▸ Information given
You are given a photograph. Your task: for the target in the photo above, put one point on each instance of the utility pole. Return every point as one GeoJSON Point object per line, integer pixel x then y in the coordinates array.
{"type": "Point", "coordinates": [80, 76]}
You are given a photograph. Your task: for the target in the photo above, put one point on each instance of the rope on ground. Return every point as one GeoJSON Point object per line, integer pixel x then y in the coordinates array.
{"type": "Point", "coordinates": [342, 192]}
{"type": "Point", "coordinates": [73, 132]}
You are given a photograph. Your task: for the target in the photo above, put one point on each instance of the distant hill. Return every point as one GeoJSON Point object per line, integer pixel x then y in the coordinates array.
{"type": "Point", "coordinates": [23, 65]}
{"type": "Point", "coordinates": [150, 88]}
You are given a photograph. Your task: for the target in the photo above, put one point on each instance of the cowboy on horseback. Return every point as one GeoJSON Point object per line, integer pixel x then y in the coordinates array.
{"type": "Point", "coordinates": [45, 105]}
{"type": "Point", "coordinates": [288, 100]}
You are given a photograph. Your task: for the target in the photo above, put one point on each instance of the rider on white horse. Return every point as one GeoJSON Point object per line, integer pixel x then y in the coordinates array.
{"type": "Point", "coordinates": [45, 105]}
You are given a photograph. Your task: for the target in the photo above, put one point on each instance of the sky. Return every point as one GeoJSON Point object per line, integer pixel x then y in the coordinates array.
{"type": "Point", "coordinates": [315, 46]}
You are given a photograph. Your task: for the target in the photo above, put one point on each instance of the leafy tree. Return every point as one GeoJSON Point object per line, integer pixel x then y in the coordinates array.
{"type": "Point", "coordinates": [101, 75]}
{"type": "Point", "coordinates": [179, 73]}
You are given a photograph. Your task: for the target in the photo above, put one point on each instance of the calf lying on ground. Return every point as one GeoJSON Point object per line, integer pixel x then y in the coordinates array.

▸ Problem details
Reproduce all of the material above, replacing every occurrence of "integer" with "whole-number" and leaving everything else unchanged.

▸ Result of the exercise
You are given a photograph. Your task: for the target in the photo above, put one point on each instance of the utility pole. Return every point as one GeoJSON Point object per line, whole-number pixel x then y in the coordinates array.
{"type": "Point", "coordinates": [80, 76]}
You are given a photograph. Your task: for the target in the photo above, put one point on each instance of the rope on ground. Return every point as one GeoJSON Point object per line, whole-number pixel x then y in the coordinates array.
{"type": "Point", "coordinates": [342, 192]}
{"type": "Point", "coordinates": [73, 132]}
You are given a photograph. Your task: for the target in the photo above, put one point on each instance of the distant hill. Return every point as one GeoJSON Point object per line, whole-number pixel x then y in the coordinates array.
{"type": "Point", "coordinates": [23, 65]}
{"type": "Point", "coordinates": [150, 88]}
You are given a photograph. Your task: for the target in the photo above, put one point on each instance of the cowboy on horseback. Return every point as one GeoJSON Point object per line, whole-number pixel x then y in the coordinates array.
{"type": "Point", "coordinates": [45, 105]}
{"type": "Point", "coordinates": [288, 100]}
You are given a photograph. Your task: for the target in the photo above, put one point on each instance of the rider on white horse. Return every point as one GeoJSON Point object per line, whole-number pixel x then y in the coordinates array.
{"type": "Point", "coordinates": [45, 105]}
You are given a photograph. Your task: for the target in the photo above, put one point on each instance of the sky. Return every point as one GeoJSON Point object per line, whole-number pixel x then y in the coordinates array.
{"type": "Point", "coordinates": [315, 46]}
You are given a photograph. Your task: for the target in the photo above, put one point on each instance of the leafy tree. Return every point as one GeoJSON Point object per line, whole-number pixel x then y in the coordinates array.
{"type": "Point", "coordinates": [101, 75]}
{"type": "Point", "coordinates": [179, 73]}
You are given a photograph. Your task: for the target in the photo above, put one point on each instance of the calf lying on ground. Return every point as one GeoJSON Point object per line, whole-number pixel x then y in the coordinates array.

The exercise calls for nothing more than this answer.